Consigna → ¿Puedes copiar sin ningún cambio las líneas de las entradas que empiezan con la que contiene "Dear assistant, the user would like the woman's" y terminan con la que contiene "[241,317,269,360]", ambas incluidas, sin añadir nada más?

====

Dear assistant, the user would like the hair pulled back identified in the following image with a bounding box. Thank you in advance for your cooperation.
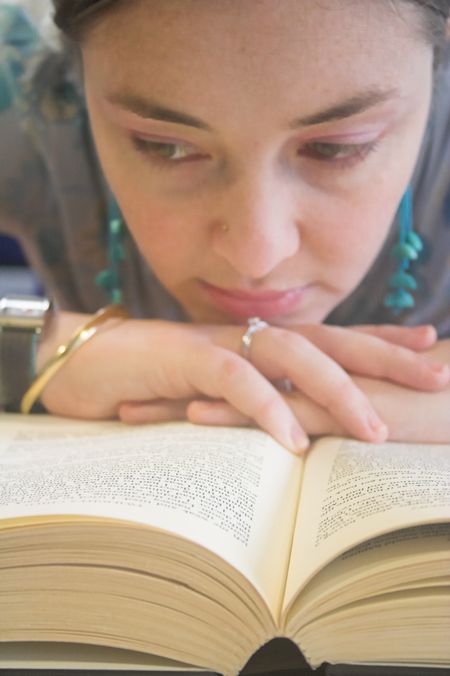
[53,0,450,63]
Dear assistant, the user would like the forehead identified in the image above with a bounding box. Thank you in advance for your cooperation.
[83,0,431,121]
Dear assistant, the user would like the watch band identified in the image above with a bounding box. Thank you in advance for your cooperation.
[0,296,52,412]
[0,328,39,412]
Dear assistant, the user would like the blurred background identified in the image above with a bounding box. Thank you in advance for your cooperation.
[0,0,52,296]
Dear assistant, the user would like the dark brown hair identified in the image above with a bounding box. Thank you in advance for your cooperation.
[53,0,450,62]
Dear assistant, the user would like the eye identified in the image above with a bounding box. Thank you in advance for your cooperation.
[132,136,207,163]
[300,139,377,165]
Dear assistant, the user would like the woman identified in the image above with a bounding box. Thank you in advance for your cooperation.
[0,0,450,451]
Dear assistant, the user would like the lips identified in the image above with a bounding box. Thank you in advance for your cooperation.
[202,282,307,320]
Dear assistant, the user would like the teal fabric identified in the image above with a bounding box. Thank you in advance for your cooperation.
[0,5,40,111]
[0,5,450,337]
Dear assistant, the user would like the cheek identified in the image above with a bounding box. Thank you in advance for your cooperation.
[118,195,208,286]
[310,180,404,286]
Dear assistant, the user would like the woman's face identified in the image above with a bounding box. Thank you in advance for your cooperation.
[82,0,432,325]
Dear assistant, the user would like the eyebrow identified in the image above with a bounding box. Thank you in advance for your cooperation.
[289,89,399,129]
[107,89,398,131]
[107,94,212,131]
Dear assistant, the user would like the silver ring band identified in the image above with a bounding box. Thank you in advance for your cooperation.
[241,317,269,360]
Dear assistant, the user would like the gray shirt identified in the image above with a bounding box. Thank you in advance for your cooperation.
[0,6,450,336]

====

Respuesta escrita →
Dear assistant, the user would like the woman's face identified in the image above with a bounding box. Thank you in advance for your cooperation.
[82,0,432,325]
Dear assistant, the user would like the eyebrow identified in the image above with a bounding box. Thank you in advance for your cooperation.
[289,89,399,129]
[107,89,398,131]
[107,94,212,131]
Dear assistant, the user would like the silver ring band identified in the image above with a bounding box. Thank you in advance for your cooperation.
[241,317,269,360]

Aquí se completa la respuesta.